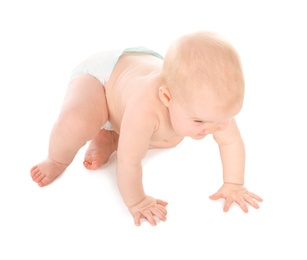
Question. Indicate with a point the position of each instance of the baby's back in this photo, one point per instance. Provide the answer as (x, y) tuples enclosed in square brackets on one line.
[(133, 82)]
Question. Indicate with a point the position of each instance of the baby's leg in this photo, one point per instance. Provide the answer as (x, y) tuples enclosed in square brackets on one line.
[(83, 112), (100, 149)]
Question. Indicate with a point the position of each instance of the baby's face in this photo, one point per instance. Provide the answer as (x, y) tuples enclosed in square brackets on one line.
[(197, 119)]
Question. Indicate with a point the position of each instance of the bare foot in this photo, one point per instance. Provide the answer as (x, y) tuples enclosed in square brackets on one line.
[(100, 149), (47, 171)]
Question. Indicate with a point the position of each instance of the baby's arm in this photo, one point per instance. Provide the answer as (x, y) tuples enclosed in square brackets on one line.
[(135, 136), (232, 152)]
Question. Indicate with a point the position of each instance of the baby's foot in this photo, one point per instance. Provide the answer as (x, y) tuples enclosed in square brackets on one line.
[(47, 171), (100, 149)]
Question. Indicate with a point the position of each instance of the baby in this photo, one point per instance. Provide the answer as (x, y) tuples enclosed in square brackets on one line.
[(132, 100)]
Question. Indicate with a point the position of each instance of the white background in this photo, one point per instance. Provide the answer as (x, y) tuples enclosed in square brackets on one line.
[(81, 215)]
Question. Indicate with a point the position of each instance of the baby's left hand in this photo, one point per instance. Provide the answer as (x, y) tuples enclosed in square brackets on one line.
[(236, 193)]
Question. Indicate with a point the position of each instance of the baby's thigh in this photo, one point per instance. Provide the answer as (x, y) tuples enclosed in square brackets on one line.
[(85, 99)]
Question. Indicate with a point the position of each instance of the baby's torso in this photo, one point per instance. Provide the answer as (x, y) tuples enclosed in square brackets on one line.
[(135, 83)]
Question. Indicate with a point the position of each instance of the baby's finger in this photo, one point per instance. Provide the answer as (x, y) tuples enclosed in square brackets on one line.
[(227, 204), (162, 209), (147, 214), (242, 204), (251, 201), (156, 212), (137, 219), (161, 202)]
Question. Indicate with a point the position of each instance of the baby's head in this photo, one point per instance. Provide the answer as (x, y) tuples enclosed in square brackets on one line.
[(204, 71)]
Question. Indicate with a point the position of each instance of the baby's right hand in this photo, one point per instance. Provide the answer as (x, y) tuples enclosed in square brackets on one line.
[(149, 208)]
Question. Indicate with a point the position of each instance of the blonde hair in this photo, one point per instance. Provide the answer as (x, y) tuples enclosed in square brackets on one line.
[(204, 60)]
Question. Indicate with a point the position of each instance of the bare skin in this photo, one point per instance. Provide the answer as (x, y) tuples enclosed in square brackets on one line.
[(144, 114), (100, 149)]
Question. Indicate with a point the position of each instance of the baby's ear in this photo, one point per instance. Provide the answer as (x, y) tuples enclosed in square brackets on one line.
[(165, 95)]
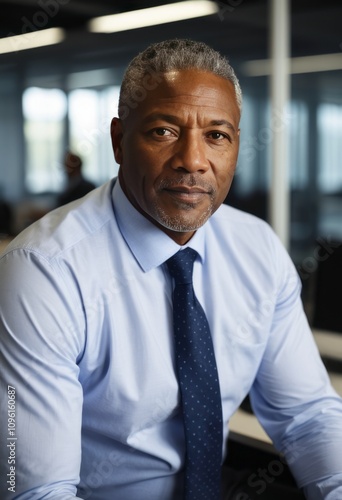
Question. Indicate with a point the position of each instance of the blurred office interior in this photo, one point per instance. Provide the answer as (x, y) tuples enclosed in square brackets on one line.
[(64, 95)]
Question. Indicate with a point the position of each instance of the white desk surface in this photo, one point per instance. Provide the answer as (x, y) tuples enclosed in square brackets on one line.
[(329, 344)]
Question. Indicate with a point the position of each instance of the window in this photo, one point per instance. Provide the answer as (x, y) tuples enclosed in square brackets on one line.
[(44, 111), (46, 116), (90, 114)]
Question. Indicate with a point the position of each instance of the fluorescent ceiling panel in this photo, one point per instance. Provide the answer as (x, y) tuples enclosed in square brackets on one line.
[(153, 16), (297, 65), (31, 40)]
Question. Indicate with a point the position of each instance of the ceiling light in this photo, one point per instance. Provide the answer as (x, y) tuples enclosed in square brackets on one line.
[(31, 40), (153, 16), (297, 65)]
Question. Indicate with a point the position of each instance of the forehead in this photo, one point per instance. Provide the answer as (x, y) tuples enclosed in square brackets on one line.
[(191, 89)]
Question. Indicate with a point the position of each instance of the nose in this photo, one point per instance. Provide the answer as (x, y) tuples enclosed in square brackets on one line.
[(191, 154)]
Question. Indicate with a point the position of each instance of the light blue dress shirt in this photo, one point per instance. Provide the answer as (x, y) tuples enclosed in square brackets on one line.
[(87, 343)]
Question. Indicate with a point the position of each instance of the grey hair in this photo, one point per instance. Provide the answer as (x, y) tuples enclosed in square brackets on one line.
[(146, 69)]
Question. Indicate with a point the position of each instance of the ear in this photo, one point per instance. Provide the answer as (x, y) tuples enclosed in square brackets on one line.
[(116, 133)]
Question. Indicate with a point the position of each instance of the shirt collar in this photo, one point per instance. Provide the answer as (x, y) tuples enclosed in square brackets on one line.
[(149, 244)]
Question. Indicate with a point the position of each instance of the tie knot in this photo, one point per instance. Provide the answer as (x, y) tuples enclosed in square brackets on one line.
[(181, 264)]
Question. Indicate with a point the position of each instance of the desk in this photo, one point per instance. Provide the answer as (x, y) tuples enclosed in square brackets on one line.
[(330, 346)]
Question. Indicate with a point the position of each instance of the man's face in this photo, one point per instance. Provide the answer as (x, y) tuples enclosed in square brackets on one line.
[(178, 150)]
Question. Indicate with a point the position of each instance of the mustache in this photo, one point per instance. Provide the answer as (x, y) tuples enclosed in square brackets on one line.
[(189, 180)]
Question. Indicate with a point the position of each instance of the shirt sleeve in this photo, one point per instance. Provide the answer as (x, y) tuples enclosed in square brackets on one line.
[(292, 395), (41, 337)]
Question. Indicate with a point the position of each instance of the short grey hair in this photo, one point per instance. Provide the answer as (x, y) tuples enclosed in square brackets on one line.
[(145, 70)]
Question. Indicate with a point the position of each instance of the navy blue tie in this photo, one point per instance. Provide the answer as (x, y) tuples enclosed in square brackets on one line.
[(199, 384)]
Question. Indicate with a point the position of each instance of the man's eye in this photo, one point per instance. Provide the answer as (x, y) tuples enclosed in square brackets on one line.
[(217, 136), (161, 132)]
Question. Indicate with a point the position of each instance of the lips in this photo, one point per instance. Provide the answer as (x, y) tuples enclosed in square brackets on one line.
[(193, 194)]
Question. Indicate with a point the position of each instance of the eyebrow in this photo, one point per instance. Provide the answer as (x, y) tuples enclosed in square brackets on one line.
[(175, 119)]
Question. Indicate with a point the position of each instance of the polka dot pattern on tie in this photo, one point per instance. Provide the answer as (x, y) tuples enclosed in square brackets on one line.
[(199, 384)]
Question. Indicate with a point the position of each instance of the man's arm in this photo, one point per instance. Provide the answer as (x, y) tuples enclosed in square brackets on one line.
[(294, 401), (41, 335)]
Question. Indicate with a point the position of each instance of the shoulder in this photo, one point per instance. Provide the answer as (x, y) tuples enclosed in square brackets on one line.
[(241, 224), (248, 242)]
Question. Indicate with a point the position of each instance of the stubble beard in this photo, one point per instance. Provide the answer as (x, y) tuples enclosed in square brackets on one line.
[(185, 220)]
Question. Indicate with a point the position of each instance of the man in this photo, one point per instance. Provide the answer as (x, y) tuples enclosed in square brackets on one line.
[(77, 186), (88, 346)]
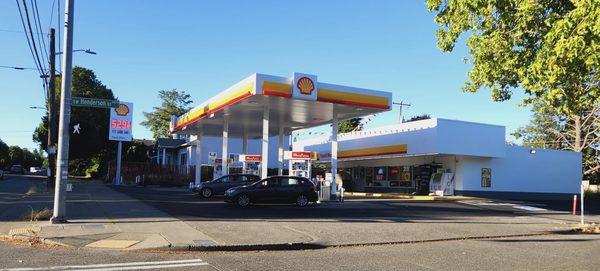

What to do = Copy the lines word for word, starting at the very top and going on through the line with "[(133, 82)]". Leave the pictures out of your answer.

Task output =
Question. Indicate with a point the position of each instance of the baby's back in this photo, one point per instance. Provide the answer as (x, y) tuples enclosed in square brackets on one line.
[(133, 82)]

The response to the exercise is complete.